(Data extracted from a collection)

━━━━━━━━━━━━━━━━

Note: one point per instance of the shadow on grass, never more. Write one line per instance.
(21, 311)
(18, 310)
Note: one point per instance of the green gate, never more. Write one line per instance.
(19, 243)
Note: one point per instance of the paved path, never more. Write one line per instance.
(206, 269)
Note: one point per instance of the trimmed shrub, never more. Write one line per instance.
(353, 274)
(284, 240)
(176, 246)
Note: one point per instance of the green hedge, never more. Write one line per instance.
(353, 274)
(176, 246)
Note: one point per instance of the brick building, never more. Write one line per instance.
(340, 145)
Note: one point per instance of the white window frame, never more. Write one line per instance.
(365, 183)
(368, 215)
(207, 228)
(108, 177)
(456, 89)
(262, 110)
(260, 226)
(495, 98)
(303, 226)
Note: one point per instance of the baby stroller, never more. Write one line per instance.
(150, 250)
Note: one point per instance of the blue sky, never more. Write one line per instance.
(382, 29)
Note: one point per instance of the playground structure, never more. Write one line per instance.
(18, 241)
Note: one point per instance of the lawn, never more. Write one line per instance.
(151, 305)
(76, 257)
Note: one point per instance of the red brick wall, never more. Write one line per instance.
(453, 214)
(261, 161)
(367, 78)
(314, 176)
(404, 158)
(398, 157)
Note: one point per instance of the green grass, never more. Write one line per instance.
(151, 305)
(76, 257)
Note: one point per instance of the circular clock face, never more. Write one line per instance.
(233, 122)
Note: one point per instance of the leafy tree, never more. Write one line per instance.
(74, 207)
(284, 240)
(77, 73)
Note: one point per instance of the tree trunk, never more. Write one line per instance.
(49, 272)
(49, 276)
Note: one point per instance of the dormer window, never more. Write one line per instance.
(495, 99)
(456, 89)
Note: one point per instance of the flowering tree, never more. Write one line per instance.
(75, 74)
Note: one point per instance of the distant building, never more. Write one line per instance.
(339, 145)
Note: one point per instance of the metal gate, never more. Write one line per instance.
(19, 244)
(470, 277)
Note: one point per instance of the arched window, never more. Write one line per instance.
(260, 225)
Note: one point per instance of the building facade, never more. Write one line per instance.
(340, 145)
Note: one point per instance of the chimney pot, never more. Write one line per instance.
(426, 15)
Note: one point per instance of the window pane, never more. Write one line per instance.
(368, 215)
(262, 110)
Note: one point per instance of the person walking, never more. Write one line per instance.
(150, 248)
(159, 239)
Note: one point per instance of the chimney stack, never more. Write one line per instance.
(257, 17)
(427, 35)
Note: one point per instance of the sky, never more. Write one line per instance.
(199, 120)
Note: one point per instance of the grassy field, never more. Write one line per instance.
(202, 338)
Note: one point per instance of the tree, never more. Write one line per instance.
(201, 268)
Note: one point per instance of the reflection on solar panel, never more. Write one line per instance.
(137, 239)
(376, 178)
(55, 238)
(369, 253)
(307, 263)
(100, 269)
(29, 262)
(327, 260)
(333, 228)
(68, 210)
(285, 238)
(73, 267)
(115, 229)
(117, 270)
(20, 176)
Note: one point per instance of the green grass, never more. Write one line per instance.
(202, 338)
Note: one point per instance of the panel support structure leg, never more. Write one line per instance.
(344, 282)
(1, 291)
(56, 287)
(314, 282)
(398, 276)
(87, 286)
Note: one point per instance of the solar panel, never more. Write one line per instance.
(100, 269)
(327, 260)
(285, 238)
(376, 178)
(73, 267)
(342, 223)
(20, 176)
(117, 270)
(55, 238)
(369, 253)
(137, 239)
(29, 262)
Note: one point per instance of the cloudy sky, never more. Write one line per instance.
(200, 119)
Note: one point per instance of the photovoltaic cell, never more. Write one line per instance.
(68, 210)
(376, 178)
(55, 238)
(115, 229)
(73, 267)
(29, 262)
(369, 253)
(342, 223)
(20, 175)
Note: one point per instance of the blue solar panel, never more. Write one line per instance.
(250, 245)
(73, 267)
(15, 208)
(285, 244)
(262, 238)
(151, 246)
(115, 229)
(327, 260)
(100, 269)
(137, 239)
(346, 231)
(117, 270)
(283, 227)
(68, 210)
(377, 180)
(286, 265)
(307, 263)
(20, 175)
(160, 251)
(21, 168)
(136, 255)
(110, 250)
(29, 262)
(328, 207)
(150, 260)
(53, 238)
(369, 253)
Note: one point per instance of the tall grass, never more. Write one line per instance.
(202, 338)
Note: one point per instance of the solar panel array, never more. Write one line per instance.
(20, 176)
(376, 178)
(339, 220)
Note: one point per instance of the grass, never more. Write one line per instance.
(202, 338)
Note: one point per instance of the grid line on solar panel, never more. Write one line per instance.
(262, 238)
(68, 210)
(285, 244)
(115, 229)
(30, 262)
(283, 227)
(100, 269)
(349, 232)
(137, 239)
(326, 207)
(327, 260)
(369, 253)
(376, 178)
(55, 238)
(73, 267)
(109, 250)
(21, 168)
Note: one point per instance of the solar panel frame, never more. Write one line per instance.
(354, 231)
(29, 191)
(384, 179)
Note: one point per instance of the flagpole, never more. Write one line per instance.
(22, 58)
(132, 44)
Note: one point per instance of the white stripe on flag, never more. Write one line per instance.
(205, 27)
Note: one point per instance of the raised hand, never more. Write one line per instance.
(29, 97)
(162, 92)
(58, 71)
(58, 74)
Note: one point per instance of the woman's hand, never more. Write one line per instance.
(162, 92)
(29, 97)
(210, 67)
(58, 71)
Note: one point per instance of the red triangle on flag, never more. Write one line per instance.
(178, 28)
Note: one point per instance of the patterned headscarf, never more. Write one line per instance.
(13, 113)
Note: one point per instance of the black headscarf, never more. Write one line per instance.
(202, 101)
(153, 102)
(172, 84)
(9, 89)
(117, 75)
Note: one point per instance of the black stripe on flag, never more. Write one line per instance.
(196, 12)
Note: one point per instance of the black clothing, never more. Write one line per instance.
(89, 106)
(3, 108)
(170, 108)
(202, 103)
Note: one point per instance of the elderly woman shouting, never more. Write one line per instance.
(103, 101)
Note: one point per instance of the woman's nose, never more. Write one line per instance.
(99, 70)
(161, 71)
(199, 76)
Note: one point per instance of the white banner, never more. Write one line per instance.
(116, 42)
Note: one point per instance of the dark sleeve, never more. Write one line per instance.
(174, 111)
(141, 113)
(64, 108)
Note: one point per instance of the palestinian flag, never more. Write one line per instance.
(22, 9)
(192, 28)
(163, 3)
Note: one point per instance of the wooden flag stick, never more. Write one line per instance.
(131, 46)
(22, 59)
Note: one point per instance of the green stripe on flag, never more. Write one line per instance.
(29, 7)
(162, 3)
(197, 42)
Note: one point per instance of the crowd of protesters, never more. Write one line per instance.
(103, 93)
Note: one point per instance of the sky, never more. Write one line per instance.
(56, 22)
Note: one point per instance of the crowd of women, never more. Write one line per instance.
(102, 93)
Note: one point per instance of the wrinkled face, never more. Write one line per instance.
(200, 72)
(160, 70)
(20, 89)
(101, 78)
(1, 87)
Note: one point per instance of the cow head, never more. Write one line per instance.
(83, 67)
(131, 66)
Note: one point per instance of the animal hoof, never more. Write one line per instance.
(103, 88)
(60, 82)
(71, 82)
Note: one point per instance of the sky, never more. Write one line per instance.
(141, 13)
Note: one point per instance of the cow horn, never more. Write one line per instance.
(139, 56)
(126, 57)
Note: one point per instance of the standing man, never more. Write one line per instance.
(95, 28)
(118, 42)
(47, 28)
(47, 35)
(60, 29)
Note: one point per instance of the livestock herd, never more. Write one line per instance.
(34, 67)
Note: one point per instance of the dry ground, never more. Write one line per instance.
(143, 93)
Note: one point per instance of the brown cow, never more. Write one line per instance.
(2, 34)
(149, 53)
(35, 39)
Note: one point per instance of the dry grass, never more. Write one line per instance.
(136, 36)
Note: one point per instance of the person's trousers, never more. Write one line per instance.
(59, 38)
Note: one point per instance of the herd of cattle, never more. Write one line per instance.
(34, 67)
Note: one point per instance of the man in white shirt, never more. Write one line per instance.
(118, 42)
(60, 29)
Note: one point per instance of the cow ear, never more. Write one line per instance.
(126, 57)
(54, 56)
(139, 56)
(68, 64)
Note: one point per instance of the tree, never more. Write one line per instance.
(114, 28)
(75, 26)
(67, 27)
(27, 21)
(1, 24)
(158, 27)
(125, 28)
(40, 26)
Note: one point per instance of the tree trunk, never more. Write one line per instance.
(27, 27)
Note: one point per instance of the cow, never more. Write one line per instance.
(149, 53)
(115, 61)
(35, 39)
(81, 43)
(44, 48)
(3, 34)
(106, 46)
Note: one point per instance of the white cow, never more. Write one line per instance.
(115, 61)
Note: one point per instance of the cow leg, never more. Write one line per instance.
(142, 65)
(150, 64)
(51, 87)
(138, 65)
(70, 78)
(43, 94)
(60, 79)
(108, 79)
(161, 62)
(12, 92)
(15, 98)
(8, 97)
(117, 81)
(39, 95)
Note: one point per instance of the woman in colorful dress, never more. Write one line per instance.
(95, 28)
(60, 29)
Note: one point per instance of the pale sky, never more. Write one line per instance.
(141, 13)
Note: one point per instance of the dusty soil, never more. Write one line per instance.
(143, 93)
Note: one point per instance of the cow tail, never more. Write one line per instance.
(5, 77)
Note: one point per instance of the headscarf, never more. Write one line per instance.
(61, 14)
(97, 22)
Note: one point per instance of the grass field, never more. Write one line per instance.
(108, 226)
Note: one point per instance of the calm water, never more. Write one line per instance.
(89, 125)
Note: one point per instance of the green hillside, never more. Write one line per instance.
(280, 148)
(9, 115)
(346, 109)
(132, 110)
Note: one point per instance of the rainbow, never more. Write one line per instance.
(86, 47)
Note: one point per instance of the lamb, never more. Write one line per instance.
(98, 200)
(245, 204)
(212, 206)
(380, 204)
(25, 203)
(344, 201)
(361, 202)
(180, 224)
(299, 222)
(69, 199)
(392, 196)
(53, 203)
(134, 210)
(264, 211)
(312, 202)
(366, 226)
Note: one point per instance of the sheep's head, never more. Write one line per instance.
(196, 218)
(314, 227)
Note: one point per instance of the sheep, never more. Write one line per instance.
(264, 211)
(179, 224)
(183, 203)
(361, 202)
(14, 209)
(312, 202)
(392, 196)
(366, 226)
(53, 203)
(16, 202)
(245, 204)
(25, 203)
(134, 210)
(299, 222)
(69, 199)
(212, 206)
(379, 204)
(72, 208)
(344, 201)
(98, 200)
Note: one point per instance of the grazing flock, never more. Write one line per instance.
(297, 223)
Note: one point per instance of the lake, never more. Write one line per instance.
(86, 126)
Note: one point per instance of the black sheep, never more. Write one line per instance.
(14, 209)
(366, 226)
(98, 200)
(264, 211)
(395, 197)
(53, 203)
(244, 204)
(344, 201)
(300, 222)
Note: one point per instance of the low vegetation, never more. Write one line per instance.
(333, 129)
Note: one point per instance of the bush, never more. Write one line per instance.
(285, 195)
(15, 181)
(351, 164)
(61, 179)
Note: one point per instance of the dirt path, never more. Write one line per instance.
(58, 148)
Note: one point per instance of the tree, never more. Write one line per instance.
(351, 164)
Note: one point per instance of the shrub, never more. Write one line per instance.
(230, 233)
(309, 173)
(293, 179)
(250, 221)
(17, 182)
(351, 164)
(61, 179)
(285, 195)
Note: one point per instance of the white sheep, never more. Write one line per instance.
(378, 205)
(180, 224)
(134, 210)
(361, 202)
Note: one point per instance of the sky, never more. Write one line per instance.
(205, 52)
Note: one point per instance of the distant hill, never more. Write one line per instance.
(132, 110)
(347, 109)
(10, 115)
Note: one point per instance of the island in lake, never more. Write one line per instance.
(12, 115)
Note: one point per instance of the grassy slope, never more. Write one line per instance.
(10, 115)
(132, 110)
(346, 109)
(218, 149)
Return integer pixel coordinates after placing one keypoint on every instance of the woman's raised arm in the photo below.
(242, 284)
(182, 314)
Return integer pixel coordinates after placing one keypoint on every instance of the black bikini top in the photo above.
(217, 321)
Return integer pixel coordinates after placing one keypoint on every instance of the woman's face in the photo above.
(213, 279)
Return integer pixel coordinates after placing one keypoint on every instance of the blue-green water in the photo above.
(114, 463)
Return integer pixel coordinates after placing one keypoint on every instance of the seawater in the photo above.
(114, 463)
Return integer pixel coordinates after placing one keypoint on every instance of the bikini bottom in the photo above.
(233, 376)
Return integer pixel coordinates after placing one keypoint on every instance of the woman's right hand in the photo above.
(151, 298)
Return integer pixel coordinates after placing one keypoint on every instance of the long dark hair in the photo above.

━━━━━━━━━━━━━━━━

▶ _WHAT YOU SHOULD DO_
Once the line with "Note: one point per instance of the grassy slope, never" has been found in the records above, retype it and every line after it exactly, and include nothing else.

▶ _EXERCISE ANSWER_
Note: one point per instance of the grassy slope, never more. Write one line per instance.
(10, 115)
(132, 110)
(346, 109)
(218, 149)
Return integer pixel coordinates after placing one keypoint on every instance of the woman's raised arm in the photo below.
(242, 284)
(182, 314)
Return integer pixel coordinates after placing one keypoint on every instance of the black bikini top in the photo above.
(217, 321)
Return integer pixel coordinates after placing one keypoint on every instance of the woman's face in the photo above.
(213, 279)
Return integer pixel coordinates after placing one keypoint on every instance of the blue-green water in the photo above.
(114, 463)
Return integer pixel coordinates after placing one keypoint on every instance of the seawater in the photo above.
(114, 463)
Return integer pixel coordinates after placing one keypoint on every instance of the bikini bottom in the photo above.
(233, 376)
Return integer pixel coordinates after placing one keypoint on every instance of the woman's right hand in the photo above.
(151, 298)
Return integer pixel coordinates after placing one keypoint on every instance of the long dark hair in the photo above.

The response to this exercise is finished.